# 練習問題
1 > 本文によると、今年の「博物館でアジアの旅」のテーマは何か。
2 > 本文のうち、「今年のテーマは「アジアのおし」から下って「このようなベストは、まさにおしゃれだけでなく防寒用としても活躍したことでしょう。」までの部分をすべて、一字も変えずに返してください。

# 本文
# # # #

東洋館では毎年恒例「博物館でアジアの旅」(2024年10月1日(火)~11月10日(日))を開催中です。
東洋館正面玄関
 
今年のテーマは「アジアのおしゃれ」!衣装やファッションアイテムなど、「おしゃれ」にまつわる作品をピックアップして、展示しています。衣装は身にまとっていた人々の個性を如実に反映しているものではないでしょうか。作品を見てみると、今の私たちとそう変わらないように、時代や地域を問わず、人々がおしゃれを楽しんでいたことが伝わってきます。
 
例えば、3階の5室、中国の染織に展示されている、こちらの作品。
坎肩(カンジェン) 紅透紋紗地花蝶文様 中国 清時代・19世紀
 
これは坎肩(カンジェン)とよばれる、女性のチョッキ型の衣装です。おそらくは清時代の身分の高い女性がまとっていたものと考えられます。
清は17世紀から20世紀初頭まで、中国本土からモンゴル高原にかけて、満州族が治めた中国の王朝でした。古くより満州族が乗馬を得意としていたことから、衣装の装飾性だけでなく、実用性も重要でした。
このようなベストは、まさにおしゃれだけでなく防寒用としても活躍したことでしょう。
 
細部を見てみますと…
坎肩(カンジェン) 部分1
 
絹糸をたっぷりと使った、繊細な刺繡で表現された牡丹と蝶がみえます。牡丹は段ごとに色糸を変え、見事なグラデーションを表現しています。蝶も細かく刺し方を変えることで、まるで本物のような質感を生み出しています。
牡丹は、富や高い身分を示す「富貴」の花として親しまれ、さらに蝶(dié)という漢字は70歳を示す「耄耋(ぼうてつ)」の「耋(dié)」と、中国語で同じ発音をします。つまり、蝶には長寿の願いが込められているのです。
見た目に華やかなだけでなく、吉祥文様が込められているという点も、ワンランク上のおしゃれを演出していますね。
 
また、身頃の紅色の部分 について、作品前面ではほぼ見えないのが残念なのですが…
坎肩(カンジェン) 部分2
坎肩(カンジェン) 部分3
 
実はクローズアップすると、こんな風に織られています。
経糸(たていと)と緯糸(よこいと)1本ずつ交差する平織がひろがる中に、よく見ると、経糸2本がクロスするように重なり、その間に緯糸が1本はいっている箇所がみられます。

# # # #

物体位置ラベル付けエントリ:
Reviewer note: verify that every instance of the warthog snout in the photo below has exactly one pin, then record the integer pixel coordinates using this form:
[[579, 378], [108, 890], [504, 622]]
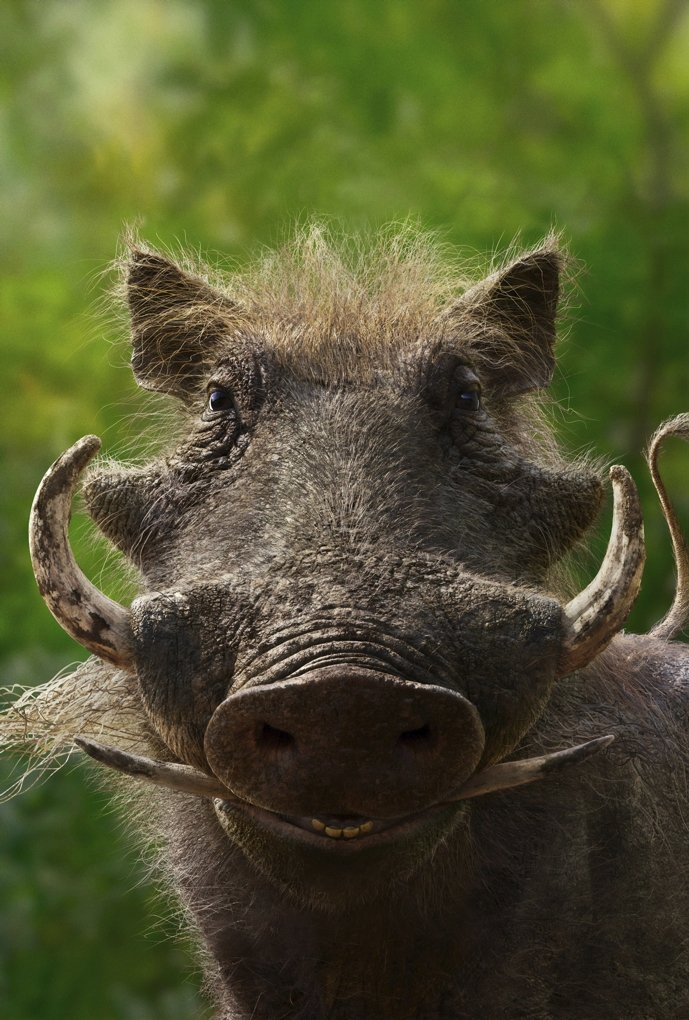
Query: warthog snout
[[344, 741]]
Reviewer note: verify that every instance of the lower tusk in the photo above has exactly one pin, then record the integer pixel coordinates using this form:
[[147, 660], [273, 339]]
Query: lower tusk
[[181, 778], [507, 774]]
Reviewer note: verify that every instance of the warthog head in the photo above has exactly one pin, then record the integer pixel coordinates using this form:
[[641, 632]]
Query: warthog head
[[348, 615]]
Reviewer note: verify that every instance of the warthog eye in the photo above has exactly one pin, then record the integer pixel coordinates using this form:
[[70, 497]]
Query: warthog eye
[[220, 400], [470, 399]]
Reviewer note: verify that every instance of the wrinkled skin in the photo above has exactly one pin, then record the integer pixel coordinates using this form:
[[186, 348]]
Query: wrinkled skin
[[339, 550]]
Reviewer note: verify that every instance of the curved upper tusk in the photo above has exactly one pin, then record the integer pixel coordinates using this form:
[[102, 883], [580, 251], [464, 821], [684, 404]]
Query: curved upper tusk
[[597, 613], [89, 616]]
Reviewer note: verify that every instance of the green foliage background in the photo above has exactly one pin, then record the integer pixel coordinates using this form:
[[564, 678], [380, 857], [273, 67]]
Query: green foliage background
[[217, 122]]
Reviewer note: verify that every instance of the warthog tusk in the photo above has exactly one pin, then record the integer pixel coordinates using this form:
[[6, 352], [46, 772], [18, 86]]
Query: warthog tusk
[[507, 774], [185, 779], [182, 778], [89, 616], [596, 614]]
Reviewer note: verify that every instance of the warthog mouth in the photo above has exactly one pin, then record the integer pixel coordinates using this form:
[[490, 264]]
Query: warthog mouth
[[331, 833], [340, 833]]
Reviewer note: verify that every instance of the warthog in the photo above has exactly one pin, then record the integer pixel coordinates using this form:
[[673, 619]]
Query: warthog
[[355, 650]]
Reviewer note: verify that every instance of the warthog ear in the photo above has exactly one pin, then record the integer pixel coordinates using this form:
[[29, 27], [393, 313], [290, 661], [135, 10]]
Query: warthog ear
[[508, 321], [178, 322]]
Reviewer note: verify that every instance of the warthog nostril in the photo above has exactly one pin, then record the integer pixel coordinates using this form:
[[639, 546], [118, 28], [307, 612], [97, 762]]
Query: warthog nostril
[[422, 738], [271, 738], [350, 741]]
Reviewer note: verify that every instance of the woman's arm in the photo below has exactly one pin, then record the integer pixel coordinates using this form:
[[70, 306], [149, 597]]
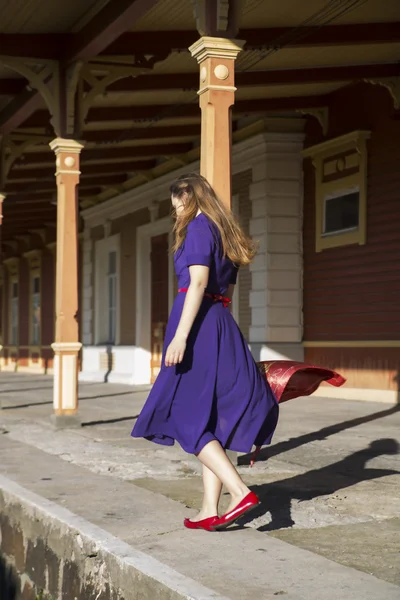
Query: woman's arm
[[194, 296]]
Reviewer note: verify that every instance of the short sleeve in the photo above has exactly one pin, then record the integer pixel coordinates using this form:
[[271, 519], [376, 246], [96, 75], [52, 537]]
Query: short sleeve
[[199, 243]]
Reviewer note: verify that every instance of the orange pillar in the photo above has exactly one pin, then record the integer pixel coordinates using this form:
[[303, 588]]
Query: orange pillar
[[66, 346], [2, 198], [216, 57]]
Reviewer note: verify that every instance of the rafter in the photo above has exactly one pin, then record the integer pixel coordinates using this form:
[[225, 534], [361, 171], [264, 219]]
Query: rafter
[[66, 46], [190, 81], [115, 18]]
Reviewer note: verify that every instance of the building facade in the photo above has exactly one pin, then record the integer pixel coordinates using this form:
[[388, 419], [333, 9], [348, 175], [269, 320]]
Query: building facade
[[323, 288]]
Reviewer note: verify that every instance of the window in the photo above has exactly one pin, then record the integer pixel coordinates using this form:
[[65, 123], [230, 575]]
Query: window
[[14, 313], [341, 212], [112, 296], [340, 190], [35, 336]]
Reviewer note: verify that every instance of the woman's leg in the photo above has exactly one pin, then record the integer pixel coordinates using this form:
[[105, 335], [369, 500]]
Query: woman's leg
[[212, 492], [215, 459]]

# # # #

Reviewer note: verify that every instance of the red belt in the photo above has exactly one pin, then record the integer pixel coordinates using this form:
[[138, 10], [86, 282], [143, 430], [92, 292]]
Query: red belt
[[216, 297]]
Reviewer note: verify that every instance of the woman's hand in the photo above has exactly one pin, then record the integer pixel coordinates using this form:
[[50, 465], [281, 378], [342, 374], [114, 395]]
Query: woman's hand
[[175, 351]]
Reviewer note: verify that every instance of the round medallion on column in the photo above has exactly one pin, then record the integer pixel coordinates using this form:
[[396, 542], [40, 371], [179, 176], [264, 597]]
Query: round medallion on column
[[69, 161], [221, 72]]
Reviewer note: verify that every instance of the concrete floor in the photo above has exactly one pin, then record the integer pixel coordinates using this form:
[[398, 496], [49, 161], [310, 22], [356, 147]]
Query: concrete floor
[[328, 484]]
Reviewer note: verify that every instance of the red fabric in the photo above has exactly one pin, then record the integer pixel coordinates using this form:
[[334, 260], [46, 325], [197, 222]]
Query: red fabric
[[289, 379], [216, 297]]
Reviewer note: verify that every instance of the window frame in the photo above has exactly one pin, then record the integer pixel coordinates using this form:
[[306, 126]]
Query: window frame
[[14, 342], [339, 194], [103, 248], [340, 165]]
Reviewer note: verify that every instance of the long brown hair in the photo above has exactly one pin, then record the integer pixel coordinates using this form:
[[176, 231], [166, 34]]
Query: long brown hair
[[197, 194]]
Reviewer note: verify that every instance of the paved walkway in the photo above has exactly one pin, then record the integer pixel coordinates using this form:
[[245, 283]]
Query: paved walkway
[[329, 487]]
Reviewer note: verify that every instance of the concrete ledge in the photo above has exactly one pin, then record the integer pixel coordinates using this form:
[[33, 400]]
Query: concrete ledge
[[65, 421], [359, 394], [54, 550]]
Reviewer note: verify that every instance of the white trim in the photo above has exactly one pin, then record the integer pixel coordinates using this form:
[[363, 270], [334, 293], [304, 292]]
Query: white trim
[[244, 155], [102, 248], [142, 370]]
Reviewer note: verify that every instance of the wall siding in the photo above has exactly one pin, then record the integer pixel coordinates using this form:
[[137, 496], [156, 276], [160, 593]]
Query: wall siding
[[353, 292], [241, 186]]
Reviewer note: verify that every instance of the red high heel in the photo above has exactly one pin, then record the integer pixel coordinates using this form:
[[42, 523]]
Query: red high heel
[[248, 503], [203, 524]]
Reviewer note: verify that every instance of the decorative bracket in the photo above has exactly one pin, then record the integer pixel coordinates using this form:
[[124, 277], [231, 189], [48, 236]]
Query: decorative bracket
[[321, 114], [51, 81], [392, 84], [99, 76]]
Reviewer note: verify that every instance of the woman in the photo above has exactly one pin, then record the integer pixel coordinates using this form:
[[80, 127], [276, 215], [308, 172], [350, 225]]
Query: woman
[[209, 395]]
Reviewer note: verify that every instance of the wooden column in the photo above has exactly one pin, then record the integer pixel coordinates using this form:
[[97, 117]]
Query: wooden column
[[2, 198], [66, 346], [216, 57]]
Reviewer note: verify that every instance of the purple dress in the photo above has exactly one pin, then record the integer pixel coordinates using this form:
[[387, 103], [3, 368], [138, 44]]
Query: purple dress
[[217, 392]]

# # # #

# 解答
1 > 「アジアのおしゃれ」です。

2 >
今年のテーマは「アジアのおしゃれ」!衣装やファッションアイテムなど、「おしゃれ」にまつわる作品をピックアップして、展示しています。衣装は身にまとっていた人々の個性を如実に反映しているものではないでしょうか。作品を見てみると、今の私たちとそう変わらないように、時代や地域を問わず、人々がおしゃれを楽しんでいたことが伝わってきます。
 
例えば、3階の5室、中国の染織に展示されている、こちらの作品。
坎肩(カンジェン) 紅透紋紗地花蝶文様 中国 清時代・19世紀
 
これは坎肩(カンジェン)とよばれる、女性のチョッキ型の衣装です。おそらくは清時代の身分の高い女性がまとっていたものと考えられます。
清は17世紀から20世紀初頭まで、中国本土からモンゴル高原にかけて、満州族が治めた中国の王朝でした。古くより満州族が乗馬を得意としていたことから、衣装の装飾性だけでなく、実用性も重要でした。
このようなベストは、まさにおしゃれだけでなく防寒用としても活躍したことでしょう。